WHAT THE TASK REQUIRES
According to the letter below about complaint access for LEP consumers, through what channel does the CFPB already offer in-language oral interpretation services?

SELECTED PASSAGE
'''
Several additional factors in Puerto Rico underscore the necessity for providing equal online access to the complaint process for Spanish-speaking individuals, including the heightened participation of foreign companies and speculators in the mortgage market, the impact of abuses and hardships on historically vulnerable populations, such as women and older persons, the failure of the local government to receive and process complaints against financial institutions, and a broad housing crisis on the island.
We applaud the work the CFPB has already done to increase equity in its programs and materials. We again acknowledge that in-language oral interpretation services are available through CFPB’s phone complaint line. However, permitting LEP individuals to submit complaints only by phone lowers the rate at which LEP individuals report complaints. Advocates in Puerto Rico have identified a sustained preference to connect with assistance using online tools, instead of by phone.
A lack of online access to the complaint system for LEP consumers also means that any data and conclusions drawn from a demographic analysis of complaint data is skewed. Utilizing this distorted data could potentially result in the CFPB and other governmental institutions failing to address the needs of LEP households, leaving them with less protection as the economy continues to react to the COVID-19 pandemic and numerous climate change-driven disasters. As the Bureau noted in its own recent report on mortgage servicing, access for LEP consumers relates to fair lending risk.7
We ask that the CFPB:
- Make available a Spanish version of the complaint form. In particular, the “Submit a Complaint” webpage should be available in translation, as well as the pages linked to that page for the “Start your Complaint” submission process. Further, these pages should direct consumers to the Bureau’s Spanish language subsite, which contains many helpful materials and should be expanded to contain more information about mortgage servicing and loss mitigation. In addition, the Bureau should explore options for making the online complaint portal available in other languages.
- Collaborate with stakeholders who work in LEP communities, including in Puerto Rico, to raise awareness about the right to submit complaints to the CFPB. Additional work should be done to highlight the availability of this service when consumers face problems in connection with natural disasters, as these times present particular consumer protection risks to affected populations. Such a collaboration would make it more likely that complaints reach the Bureau, offering an opportunity for more prompt review and resolution.
While we recognize that providing online access to the complaint portal for LEP consumers may present some administrative challenges to CFPB staff, the situation for borrowers across the country has rarely been so perilous. The pandemic has hit hardest in the same communities facing its greatest economic challenges.
By quickly implementing these measures, we hope that the CFPB can continue to be a model of effective and equitable consumer interaction and serve as an example for lenders as they seek to increase the accessibility of their products and services. By ensuring that Latinx and other LEP
communities can fully access the same complaint reporting options as their counterparts who are proficient in English, the Bureau can provide these households with a better chance to avail themselves of our nation’s consumer protection and fair lending laws and to address some of the significant abuses they face.
Thank you again for your attention to this matter.
'''
[Point-per-instance localization data]
'''
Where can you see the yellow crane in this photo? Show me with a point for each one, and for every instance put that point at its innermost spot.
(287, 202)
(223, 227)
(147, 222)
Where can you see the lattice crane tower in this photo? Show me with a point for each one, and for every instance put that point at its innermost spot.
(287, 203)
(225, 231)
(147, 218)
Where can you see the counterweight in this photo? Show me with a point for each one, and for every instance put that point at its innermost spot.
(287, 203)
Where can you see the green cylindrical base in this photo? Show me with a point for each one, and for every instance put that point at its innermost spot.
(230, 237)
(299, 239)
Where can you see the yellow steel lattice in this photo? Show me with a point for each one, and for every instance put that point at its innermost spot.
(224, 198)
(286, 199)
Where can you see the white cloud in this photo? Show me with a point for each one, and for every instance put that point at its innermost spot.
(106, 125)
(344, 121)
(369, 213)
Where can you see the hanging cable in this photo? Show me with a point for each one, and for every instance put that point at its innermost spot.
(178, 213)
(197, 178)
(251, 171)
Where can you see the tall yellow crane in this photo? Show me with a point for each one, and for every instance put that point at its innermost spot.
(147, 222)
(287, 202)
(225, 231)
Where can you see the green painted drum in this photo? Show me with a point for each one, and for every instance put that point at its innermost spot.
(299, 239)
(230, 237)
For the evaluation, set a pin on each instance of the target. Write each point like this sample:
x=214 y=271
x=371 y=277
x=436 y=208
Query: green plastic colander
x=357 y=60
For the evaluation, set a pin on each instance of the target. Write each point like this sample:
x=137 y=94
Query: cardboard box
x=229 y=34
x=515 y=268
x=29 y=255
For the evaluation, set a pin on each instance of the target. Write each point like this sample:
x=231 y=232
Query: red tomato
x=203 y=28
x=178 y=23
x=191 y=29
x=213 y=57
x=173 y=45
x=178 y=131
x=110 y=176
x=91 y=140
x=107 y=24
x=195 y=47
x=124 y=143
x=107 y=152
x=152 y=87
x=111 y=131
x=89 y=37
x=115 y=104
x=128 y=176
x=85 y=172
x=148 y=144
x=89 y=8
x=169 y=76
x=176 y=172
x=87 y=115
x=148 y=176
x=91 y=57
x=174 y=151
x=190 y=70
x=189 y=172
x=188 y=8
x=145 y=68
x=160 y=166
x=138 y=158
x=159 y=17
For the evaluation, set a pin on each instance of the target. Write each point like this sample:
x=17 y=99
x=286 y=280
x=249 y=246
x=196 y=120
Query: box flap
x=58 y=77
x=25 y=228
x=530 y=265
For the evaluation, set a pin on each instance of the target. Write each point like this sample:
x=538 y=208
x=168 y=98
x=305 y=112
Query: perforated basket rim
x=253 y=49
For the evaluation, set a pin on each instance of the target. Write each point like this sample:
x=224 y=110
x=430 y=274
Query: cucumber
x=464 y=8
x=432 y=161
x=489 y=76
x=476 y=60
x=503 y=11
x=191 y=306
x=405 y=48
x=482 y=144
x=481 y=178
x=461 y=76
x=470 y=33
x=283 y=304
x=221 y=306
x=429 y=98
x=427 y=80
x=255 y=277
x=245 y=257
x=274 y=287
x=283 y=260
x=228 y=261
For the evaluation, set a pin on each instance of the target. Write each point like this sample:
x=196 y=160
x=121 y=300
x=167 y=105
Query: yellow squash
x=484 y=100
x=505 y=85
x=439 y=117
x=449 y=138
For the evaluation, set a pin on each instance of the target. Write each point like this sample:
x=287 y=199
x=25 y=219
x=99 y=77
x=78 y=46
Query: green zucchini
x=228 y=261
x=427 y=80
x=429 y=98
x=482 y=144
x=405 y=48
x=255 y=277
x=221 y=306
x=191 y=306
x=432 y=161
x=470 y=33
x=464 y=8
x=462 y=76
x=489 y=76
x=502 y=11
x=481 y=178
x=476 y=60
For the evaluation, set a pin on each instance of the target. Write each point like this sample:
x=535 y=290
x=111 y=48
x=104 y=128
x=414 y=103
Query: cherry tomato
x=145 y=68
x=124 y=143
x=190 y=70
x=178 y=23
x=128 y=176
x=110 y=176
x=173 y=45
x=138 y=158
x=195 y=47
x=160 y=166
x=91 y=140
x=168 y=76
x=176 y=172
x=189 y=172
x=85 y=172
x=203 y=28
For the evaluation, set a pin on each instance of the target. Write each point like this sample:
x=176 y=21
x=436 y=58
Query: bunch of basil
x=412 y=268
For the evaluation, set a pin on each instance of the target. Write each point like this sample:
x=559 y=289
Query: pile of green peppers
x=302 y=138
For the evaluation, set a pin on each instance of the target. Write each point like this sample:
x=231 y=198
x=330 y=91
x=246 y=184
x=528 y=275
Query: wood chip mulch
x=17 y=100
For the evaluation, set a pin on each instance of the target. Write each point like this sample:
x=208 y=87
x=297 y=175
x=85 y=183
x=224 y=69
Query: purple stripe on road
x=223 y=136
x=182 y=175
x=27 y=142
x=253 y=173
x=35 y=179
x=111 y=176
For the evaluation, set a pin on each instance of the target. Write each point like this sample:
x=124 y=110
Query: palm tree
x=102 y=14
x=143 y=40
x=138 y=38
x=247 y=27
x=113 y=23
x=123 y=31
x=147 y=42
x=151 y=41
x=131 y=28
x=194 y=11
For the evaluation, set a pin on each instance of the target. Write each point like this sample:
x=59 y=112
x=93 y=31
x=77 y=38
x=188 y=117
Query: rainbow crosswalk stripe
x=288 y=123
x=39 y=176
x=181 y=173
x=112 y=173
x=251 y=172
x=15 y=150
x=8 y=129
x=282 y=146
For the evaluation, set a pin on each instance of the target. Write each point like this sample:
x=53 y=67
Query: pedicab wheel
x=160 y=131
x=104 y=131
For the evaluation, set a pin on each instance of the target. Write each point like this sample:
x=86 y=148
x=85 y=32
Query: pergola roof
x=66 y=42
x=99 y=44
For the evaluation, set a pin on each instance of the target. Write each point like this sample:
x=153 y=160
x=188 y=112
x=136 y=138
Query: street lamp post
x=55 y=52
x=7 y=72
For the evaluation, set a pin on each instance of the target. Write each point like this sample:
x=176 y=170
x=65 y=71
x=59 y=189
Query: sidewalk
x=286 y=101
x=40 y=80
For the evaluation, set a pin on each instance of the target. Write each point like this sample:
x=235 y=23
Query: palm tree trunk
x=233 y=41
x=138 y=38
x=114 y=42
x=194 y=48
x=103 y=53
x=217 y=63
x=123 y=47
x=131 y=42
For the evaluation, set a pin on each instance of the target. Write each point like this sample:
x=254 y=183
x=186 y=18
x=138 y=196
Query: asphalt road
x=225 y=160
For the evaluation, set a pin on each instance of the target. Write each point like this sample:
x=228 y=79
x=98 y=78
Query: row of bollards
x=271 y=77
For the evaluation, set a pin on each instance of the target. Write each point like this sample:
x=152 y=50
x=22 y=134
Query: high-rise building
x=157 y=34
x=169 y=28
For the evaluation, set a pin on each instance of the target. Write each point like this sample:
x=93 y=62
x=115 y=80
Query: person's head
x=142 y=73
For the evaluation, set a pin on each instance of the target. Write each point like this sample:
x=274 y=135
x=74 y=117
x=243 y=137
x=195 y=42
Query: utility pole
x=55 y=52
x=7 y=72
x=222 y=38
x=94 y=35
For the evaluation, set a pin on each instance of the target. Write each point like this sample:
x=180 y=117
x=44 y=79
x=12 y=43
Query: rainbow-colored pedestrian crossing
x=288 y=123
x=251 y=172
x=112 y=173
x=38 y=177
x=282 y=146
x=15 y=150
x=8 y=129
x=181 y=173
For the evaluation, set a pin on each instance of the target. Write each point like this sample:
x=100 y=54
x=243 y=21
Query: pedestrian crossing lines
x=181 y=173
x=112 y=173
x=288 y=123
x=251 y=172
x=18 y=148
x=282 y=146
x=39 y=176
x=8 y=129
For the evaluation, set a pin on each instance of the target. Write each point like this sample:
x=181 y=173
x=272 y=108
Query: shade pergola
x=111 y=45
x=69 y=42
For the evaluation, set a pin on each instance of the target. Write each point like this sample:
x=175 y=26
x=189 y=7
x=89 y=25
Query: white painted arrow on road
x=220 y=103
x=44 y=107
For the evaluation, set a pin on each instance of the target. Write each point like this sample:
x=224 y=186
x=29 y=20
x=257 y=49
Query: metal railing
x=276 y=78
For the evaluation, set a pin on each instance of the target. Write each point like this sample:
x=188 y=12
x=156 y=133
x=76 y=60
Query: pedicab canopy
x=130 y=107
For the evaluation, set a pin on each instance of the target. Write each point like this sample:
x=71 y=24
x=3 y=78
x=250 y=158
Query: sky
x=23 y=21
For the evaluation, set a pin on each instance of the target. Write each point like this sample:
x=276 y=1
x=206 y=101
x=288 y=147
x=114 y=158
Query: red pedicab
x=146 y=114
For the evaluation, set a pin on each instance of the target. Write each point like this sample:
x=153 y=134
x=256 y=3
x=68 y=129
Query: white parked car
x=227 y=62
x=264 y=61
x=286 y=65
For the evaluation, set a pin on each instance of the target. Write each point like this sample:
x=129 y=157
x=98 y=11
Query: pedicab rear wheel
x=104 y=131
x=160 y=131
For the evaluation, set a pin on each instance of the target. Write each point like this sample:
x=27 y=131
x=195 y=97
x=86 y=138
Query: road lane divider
'''
RESULT FOR THIS TASK
Through the CFPB's phone complaint line.